Exercise requirements |
Type out the data below in its entirety, exactly as given.

Dataset |
-------

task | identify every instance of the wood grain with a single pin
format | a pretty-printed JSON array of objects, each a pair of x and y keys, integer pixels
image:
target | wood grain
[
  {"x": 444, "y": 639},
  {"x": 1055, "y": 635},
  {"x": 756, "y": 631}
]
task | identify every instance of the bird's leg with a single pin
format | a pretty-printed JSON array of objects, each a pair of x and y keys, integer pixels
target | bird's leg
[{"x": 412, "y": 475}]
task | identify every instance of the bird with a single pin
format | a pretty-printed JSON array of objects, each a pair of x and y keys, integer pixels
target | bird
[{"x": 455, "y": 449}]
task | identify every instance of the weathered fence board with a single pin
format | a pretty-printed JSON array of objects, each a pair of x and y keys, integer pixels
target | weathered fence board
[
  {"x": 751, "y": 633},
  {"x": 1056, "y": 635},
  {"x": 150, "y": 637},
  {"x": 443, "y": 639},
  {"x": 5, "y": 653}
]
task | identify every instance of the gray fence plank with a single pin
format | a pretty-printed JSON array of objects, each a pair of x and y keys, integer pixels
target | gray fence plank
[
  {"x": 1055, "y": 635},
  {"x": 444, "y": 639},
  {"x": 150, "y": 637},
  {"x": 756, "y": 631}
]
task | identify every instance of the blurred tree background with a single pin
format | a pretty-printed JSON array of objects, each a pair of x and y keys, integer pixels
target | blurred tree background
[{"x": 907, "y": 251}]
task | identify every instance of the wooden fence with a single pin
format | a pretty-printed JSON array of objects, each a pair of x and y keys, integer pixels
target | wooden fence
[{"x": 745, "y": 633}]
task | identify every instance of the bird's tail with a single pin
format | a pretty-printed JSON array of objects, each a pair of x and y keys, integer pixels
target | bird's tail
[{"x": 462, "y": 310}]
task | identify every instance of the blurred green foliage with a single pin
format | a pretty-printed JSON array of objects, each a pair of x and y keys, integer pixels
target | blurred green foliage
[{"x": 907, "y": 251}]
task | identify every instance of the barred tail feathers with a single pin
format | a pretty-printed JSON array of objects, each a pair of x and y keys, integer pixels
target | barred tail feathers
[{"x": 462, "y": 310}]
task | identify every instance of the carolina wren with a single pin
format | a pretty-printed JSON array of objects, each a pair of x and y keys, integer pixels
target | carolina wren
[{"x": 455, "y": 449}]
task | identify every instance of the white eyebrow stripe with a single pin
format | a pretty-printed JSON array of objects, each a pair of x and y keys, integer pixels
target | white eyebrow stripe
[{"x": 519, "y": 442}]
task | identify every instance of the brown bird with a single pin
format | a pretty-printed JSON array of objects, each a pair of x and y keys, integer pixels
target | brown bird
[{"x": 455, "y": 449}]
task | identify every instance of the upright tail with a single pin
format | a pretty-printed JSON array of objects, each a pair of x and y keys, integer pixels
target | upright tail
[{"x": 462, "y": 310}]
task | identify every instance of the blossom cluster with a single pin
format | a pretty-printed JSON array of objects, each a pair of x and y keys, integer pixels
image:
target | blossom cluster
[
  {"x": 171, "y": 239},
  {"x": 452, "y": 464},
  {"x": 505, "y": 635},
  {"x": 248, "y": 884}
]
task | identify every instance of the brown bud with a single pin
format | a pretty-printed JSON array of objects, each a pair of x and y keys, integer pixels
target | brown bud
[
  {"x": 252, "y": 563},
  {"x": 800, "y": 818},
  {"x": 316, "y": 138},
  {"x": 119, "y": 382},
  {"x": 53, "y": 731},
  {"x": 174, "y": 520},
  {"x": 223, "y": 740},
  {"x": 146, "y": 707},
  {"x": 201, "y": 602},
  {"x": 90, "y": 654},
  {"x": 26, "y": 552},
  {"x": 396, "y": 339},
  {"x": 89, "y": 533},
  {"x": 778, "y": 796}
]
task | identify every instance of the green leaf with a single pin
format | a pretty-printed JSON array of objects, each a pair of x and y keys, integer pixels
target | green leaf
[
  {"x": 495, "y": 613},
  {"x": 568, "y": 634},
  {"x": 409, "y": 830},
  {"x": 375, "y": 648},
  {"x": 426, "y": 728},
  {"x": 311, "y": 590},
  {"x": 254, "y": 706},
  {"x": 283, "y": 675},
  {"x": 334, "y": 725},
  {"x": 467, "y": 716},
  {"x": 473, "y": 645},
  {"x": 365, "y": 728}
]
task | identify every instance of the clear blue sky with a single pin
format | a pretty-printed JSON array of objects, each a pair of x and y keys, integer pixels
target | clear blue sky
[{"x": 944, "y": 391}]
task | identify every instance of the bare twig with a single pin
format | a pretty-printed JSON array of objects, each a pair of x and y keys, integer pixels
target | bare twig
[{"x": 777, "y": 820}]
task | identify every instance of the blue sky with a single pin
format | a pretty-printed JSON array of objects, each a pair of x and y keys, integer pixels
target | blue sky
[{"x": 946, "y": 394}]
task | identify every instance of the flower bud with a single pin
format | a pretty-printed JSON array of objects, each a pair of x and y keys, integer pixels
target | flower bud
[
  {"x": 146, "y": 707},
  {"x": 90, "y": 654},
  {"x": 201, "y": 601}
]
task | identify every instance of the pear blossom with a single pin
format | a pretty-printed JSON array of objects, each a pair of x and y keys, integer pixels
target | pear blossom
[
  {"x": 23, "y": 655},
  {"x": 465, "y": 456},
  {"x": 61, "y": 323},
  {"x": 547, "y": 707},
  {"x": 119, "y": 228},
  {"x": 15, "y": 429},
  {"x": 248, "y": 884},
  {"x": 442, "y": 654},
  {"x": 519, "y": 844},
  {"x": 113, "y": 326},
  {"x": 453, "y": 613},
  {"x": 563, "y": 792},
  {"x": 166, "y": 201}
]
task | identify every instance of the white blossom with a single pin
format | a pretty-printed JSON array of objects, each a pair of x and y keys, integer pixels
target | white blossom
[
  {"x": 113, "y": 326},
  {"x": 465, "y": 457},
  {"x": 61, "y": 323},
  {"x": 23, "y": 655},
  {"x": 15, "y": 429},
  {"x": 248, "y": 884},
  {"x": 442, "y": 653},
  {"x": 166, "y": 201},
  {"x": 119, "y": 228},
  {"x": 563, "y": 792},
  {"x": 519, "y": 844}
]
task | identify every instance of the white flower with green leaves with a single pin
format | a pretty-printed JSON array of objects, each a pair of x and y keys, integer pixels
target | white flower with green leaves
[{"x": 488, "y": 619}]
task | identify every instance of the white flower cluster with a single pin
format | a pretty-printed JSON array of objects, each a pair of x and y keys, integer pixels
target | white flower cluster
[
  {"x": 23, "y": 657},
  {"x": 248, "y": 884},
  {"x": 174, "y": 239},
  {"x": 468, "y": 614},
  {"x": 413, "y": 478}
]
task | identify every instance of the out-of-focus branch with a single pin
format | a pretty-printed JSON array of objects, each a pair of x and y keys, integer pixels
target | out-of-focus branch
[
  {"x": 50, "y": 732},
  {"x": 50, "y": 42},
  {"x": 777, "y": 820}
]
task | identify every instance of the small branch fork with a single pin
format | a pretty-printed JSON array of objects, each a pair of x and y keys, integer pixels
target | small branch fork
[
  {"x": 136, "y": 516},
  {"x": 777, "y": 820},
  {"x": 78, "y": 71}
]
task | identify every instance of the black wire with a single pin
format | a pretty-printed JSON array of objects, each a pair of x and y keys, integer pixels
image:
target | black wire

-------

Your solution |
task | identify every instance of the wood grain with a single pin
format | a pretty-printed JSON array of objects, each a pair of x and y keys, integer pixels
image:
target | wood grain
[
  {"x": 444, "y": 639},
  {"x": 1055, "y": 635},
  {"x": 756, "y": 631}
]
task | identify every instance of the bird's leg with a single pin
format | a pretty-printed JSON array of objects, each a pair of x and y keys, integer pixels
target | bird's leg
[{"x": 412, "y": 475}]
task | identify every instance of the bird with a single pin
format | a pretty-printed JSON array of objects, each a pair of x and y keys, integer pixels
target | bird
[{"x": 455, "y": 449}]
task | identify every instance of the weathered fence board with a single pin
format | a pretty-printed JSON array of objects, each a pair of x and y keys, integer pixels
target | weathered fence board
[
  {"x": 751, "y": 633},
  {"x": 1056, "y": 635},
  {"x": 150, "y": 637},
  {"x": 443, "y": 639},
  {"x": 5, "y": 653}
]
task | identify every instance of the gray fence plank with a single pin
format | a pretty-printed JSON array of objects, each a pair of x and y keys, integer pixels
target | gray fence plank
[
  {"x": 1055, "y": 635},
  {"x": 444, "y": 639},
  {"x": 150, "y": 637},
  {"x": 756, "y": 631}
]
task | identify every instance of the blurred tree background with a single pin
format | a pretty-printed JSON array of objects, each a pair of x and y keys, integer pixels
target | blurred tree background
[{"x": 907, "y": 251}]
task | identify every instance of the wooden fence with a single pin
format | a pretty-printed JSON array of objects, each a pair of x and y keys, integer pixels
target | wooden fence
[{"x": 745, "y": 633}]
task | identify every instance of the bird's tail with a single pin
format | a pretty-printed JSON array of objects, each a pair of x and y keys, integer pixels
target | bird's tail
[{"x": 462, "y": 310}]
task | identify every instance of the blurred green foliage with a single pin
format | a pretty-printed JSON array of objects, each a pair of x and y keys, integer pixels
target | blurred green foliage
[{"x": 907, "y": 251}]
task | identify every instance of the barred tail feathers with a single pin
format | a pretty-printed JSON array of objects, each a pair of x and y keys, integer pixels
target | barred tail feathers
[{"x": 462, "y": 310}]
task | identify every instance of the carolina wren with a single pin
format | a pretty-printed JSON array of objects, each a pair of x and y keys, integer pixels
target | carolina wren
[{"x": 455, "y": 449}]
task | identify every instance of the white eyebrow stripe with a single pin
format | a pretty-printed JSON array of objects, each a pair of x and y keys, integer pixels
target | white eyebrow stripe
[{"x": 519, "y": 442}]
task | identify every instance of the brown bird with a single pin
format | a pretty-printed JSON array of objects, each a pair of x and y keys, integer pixels
target | brown bird
[{"x": 455, "y": 449}]
task | identify every instance of the upright tail with a single pin
format | a pretty-printed JSON array of objects, each a pair of x and y keys, integer pixels
target | upright tail
[{"x": 462, "y": 310}]
task | identify every instance of the blossom cluster with a single pin
format | a pretty-printed JSON array of objects, each a pair of x and y keys, integer pixels
image:
target | blossom cluster
[
  {"x": 171, "y": 239},
  {"x": 452, "y": 464},
  {"x": 505, "y": 635},
  {"x": 248, "y": 884}
]
task | identify every instance of the brown bud with a single pin
format | a pretty-printed JSON array of objects, each a pair of x and y keys, integer pixels
target | brown bud
[
  {"x": 252, "y": 563},
  {"x": 800, "y": 818},
  {"x": 316, "y": 138},
  {"x": 119, "y": 382},
  {"x": 53, "y": 731},
  {"x": 174, "y": 520},
  {"x": 223, "y": 740},
  {"x": 146, "y": 707},
  {"x": 201, "y": 602},
  {"x": 90, "y": 654},
  {"x": 26, "y": 552},
  {"x": 396, "y": 339},
  {"x": 89, "y": 533},
  {"x": 778, "y": 796}
]
task | identify every instance of the green leaf with a single pin
format | a pretty-printed JSON array of objects, each a pair of x and y keys, integer pixels
target | green leaf
[
  {"x": 495, "y": 613},
  {"x": 568, "y": 634},
  {"x": 409, "y": 830},
  {"x": 375, "y": 648},
  {"x": 426, "y": 728},
  {"x": 311, "y": 590},
  {"x": 254, "y": 706},
  {"x": 283, "y": 675},
  {"x": 334, "y": 725},
  {"x": 467, "y": 716},
  {"x": 473, "y": 645},
  {"x": 365, "y": 728}
]
task | identify every instance of the clear blue sky with a single pin
format | a pretty-printed JSON array of objects, each a pair of x and y keys, integer pixels
target | clear blue sky
[{"x": 944, "y": 391}]
task | identify every instance of the bare twig with a single pin
format | a pretty-printed JSON array of objects, each a pair of x and y keys, integer pixels
target | bare twig
[{"x": 777, "y": 820}]
task | identify every instance of the blue sky with a single pin
format | a pretty-printed JSON array of objects, each a pair of x and y keys, integer pixels
target | blue sky
[{"x": 946, "y": 394}]
task | identify every instance of the flower bud with a single pin
format | a pretty-printed JSON array of objects, each a pair of x and y keys, integer pixels
target | flower bud
[
  {"x": 146, "y": 707},
  {"x": 90, "y": 654},
  {"x": 201, "y": 601}
]
task | identify every instance of the pear blossom with a single pin
format | a pretty-printed JSON array of objects, each a pair of x and y keys, integer pixels
target | pear blossom
[
  {"x": 23, "y": 655},
  {"x": 465, "y": 456},
  {"x": 61, "y": 323},
  {"x": 547, "y": 707},
  {"x": 119, "y": 228},
  {"x": 15, "y": 429},
  {"x": 248, "y": 884},
  {"x": 442, "y": 654},
  {"x": 519, "y": 844},
  {"x": 113, "y": 326},
  {"x": 453, "y": 613},
  {"x": 563, "y": 792},
  {"x": 166, "y": 201}
]
task | identify every instance of the white blossom with a single pin
format | a pretty-printed JSON array of objects, each a pair of x and y keys, integer pixels
target | white blossom
[
  {"x": 113, "y": 326},
  {"x": 465, "y": 457},
  {"x": 61, "y": 323},
  {"x": 23, "y": 655},
  {"x": 15, "y": 429},
  {"x": 248, "y": 884},
  {"x": 442, "y": 653},
  {"x": 166, "y": 201},
  {"x": 119, "y": 228},
  {"x": 563, "y": 792},
  {"x": 519, "y": 844}
]
task | identify every instance of the white flower with green leaves with a single pin
format | a pretty-printed JSON array of objects, each a pair of x and y keys, integer pixels
target | white flower with green leaves
[{"x": 488, "y": 619}]
task | identify every instance of the white flower cluster with a single pin
format | a pretty-printed JSON array of objects, each a pair of x and y keys, integer pixels
target | white flower cluster
[
  {"x": 23, "y": 657},
  {"x": 248, "y": 884},
  {"x": 174, "y": 239},
  {"x": 468, "y": 614},
  {"x": 413, "y": 478}
]
task | identify every instance of the out-of-focus branch with a single pin
format | a pretty-printed JSON array of objects, each a pair of x and y keys, integer pixels
target | out-of-focus branch
[
  {"x": 50, "y": 732},
  {"x": 50, "y": 42},
  {"x": 777, "y": 820}
]
task | identify every instance of the small branch fork with a single pin
format | a pretty-printed JSON array of objects, each a pair of x and y keys, integer pixels
target | small branch fork
[
  {"x": 136, "y": 516},
  {"x": 777, "y": 820},
  {"x": 78, "y": 71}
]
task | identify every instance of the black wire with a single pin
format | a pretty-printed JSON array of objects, each a pair of x and y keys, integer pixels
image:
target | black wire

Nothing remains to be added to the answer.